Assignment → Your reply should reproduce each record precisely as written.

(Extracted entries begins)

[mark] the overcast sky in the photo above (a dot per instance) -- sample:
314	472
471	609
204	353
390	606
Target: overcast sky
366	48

(Extracted entries ends)

Answer for the task →
[mark] the overcast sky in the photo above (a dot per instance) -- sample:
314	472
471	609
204	353
390	606
Target: overcast sky
366	48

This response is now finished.